TASK DIRECTIONS: Please print all of the data below exactly, line for line, and leave the pictures out.

··· ITEMS

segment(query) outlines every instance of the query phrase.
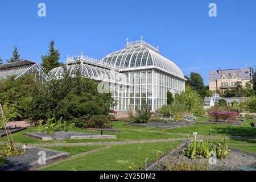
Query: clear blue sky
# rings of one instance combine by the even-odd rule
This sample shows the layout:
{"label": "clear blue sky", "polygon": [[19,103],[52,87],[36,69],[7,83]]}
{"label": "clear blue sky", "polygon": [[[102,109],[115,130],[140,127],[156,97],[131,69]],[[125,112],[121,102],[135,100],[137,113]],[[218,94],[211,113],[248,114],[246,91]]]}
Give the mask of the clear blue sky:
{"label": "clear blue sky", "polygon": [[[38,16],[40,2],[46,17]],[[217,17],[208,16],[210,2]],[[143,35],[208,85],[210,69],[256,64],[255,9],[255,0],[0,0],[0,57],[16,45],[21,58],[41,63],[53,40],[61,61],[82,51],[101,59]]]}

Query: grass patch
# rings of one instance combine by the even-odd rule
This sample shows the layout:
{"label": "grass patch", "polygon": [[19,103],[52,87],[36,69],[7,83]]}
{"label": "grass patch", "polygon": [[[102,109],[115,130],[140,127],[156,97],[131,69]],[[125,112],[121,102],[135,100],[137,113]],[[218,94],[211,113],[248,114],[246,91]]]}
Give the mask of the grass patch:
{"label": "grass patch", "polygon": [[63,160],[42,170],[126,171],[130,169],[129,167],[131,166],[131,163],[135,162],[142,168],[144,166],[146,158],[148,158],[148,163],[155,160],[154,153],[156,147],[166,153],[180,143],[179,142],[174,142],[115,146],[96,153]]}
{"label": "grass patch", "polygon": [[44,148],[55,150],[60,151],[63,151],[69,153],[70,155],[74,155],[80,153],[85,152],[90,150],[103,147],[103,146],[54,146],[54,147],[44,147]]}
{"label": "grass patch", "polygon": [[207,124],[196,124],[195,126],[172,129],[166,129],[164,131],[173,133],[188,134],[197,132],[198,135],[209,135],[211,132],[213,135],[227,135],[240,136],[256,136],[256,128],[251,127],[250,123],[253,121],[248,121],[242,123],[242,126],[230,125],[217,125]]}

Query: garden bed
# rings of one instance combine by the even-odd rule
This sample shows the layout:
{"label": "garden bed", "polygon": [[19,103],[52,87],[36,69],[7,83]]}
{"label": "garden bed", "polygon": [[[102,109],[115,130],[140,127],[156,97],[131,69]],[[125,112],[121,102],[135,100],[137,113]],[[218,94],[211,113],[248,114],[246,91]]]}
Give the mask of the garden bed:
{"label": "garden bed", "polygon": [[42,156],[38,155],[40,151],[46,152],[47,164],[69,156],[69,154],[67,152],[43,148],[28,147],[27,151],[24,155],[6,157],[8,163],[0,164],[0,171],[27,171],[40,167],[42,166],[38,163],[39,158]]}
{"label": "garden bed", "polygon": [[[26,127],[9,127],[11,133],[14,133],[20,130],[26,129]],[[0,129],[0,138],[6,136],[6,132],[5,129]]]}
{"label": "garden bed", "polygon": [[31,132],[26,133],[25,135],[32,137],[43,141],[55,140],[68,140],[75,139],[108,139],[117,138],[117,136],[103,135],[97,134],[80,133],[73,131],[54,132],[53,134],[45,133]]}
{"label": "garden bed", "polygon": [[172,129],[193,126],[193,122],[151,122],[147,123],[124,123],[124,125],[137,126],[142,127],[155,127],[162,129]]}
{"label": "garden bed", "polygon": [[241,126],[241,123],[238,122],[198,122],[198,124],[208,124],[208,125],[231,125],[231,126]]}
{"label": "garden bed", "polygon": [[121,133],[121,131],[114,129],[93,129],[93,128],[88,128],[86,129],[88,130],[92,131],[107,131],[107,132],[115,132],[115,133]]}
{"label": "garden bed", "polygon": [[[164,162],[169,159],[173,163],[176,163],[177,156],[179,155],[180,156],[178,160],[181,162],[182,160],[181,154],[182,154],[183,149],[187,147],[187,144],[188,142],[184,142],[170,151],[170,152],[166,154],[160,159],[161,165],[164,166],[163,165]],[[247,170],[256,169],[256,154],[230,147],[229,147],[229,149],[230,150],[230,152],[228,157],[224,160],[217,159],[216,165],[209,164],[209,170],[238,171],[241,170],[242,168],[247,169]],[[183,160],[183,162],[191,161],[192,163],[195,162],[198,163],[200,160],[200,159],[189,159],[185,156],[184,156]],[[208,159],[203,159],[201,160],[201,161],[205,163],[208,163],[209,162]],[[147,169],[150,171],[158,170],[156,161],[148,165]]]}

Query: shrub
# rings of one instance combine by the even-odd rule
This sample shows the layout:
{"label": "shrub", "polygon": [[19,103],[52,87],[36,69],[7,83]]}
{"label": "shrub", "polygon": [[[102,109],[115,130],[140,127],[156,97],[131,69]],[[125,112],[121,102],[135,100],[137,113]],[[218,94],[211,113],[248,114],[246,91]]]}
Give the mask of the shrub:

······

OUTPUT BELOW:
segment(query) outlines every instance of the query phrase.
Query: clear blue sky
# rings of one instance combine by the even-odd rule
This sample shows the layout:
{"label": "clear blue sky", "polygon": [[19,103],[52,87],[36,69],[7,83]]}
{"label": "clear blue sky", "polygon": [[[102,109],[115,130],[140,127],[156,97],[131,69]],[[125,112],[121,102],[135,100],[137,113]],[[218,94],[211,113],[248,114],[246,91]]]}
Give the mask of the clear blue sky:
{"label": "clear blue sky", "polygon": [[[38,16],[40,2],[46,17]],[[217,17],[208,16],[210,2]],[[143,35],[208,85],[210,69],[256,64],[255,9],[255,0],[0,0],[0,57],[16,45],[21,58],[41,63],[53,40],[61,61],[82,51],[101,59]]]}

Query: grass patch
# rings of one instance combine by the even-odd rule
This sample shows the layout:
{"label": "grass patch", "polygon": [[19,103],[52,87],[36,69],[7,83]]}
{"label": "grass patch", "polygon": [[[102,109],[115,130],[140,127],[156,97],[131,69]],[[125,112],[121,102],[135,100],[137,113]],[[218,94],[211,113],[248,114],[246,91]]]}
Give the mask of the grass patch:
{"label": "grass patch", "polygon": [[63,160],[42,170],[126,171],[130,169],[129,167],[131,166],[131,163],[135,162],[142,168],[144,166],[146,158],[148,158],[148,163],[155,160],[154,153],[156,147],[166,153],[180,143],[179,142],[174,142],[115,146],[96,153]]}
{"label": "grass patch", "polygon": [[44,148],[55,150],[60,151],[63,151],[69,153],[70,155],[74,155],[80,153],[85,152],[90,150],[103,147],[103,146],[54,146],[54,147],[44,147]]}
{"label": "grass patch", "polygon": [[207,124],[196,124],[195,126],[172,129],[166,129],[164,131],[173,133],[188,134],[197,132],[198,135],[209,135],[211,132],[213,135],[227,135],[240,136],[256,136],[256,128],[251,127],[250,123],[253,121],[248,121],[242,123],[242,126],[230,125],[217,125]]}

Query: garden bed
# rings of one instance combine by the even-odd rule
This sample shows the layout:
{"label": "garden bed", "polygon": [[19,103],[52,87],[36,69],[7,83]]}
{"label": "garden bed", "polygon": [[[102,109],[115,130],[140,127],[156,97],[131,69]],[[125,112],[121,102],[135,100],[137,113]],[[218,94],[211,113],[248,114],[246,91]]]}
Give the mask of the garden bed:
{"label": "garden bed", "polygon": [[42,156],[38,155],[40,151],[46,152],[47,164],[69,156],[69,154],[67,152],[43,148],[28,147],[27,151],[24,155],[6,157],[8,163],[0,164],[0,171],[27,171],[40,167],[42,166],[38,163],[39,158]]}
{"label": "garden bed", "polygon": [[[26,127],[9,127],[11,133],[14,133],[20,130],[26,129]],[[0,129],[0,138],[6,136],[6,132],[5,129]]]}
{"label": "garden bed", "polygon": [[31,132],[26,133],[25,135],[32,137],[43,141],[55,140],[68,140],[75,139],[108,139],[117,138],[117,136],[103,135],[97,134],[80,133],[73,131],[54,132],[53,134],[45,133]]}
{"label": "garden bed", "polygon": [[172,129],[193,126],[193,122],[151,122],[147,123],[124,123],[124,125],[137,126],[142,127],[155,127],[162,129]]}
{"label": "garden bed", "polygon": [[241,126],[241,123],[238,122],[198,122],[198,124],[208,124],[208,125],[231,125],[231,126]]}
{"label": "garden bed", "polygon": [[121,133],[121,131],[114,129],[93,129],[93,128],[88,128],[86,129],[88,130],[92,131],[107,131],[107,132],[115,132],[115,133]]}
{"label": "garden bed", "polygon": [[[164,162],[169,159],[173,163],[176,163],[177,156],[179,155],[180,156],[178,160],[181,162],[182,160],[181,154],[182,154],[183,149],[187,147],[187,144],[188,142],[184,142],[170,151],[170,152],[166,154],[160,159],[161,165],[164,166],[163,165]],[[247,170],[256,169],[256,154],[230,147],[229,147],[229,149],[230,150],[230,152],[228,157],[224,160],[217,159],[216,165],[209,164],[209,170],[238,171],[241,170],[242,168],[247,169]],[[183,160],[183,162],[191,161],[192,163],[195,162],[198,163],[200,160],[200,159],[189,159],[185,156],[184,156]],[[208,159],[203,159],[201,160],[201,161],[205,163],[208,163],[209,162]],[[147,169],[150,171],[158,170],[156,161],[148,165]]]}

Query: shrub
# rings of one instance combine by the even-odd rule
This sample shows the layout:
{"label": "shrub", "polygon": [[19,103],[52,87],[36,69],[7,83]]}
{"label": "shrub", "polygon": [[[102,109],[115,130],[140,127],[156,97],[131,69]],[[125,112],[121,102],[135,100],[137,113]],[[218,94],[211,113],[248,114],[246,91]]]}
Give the mask of the shrub:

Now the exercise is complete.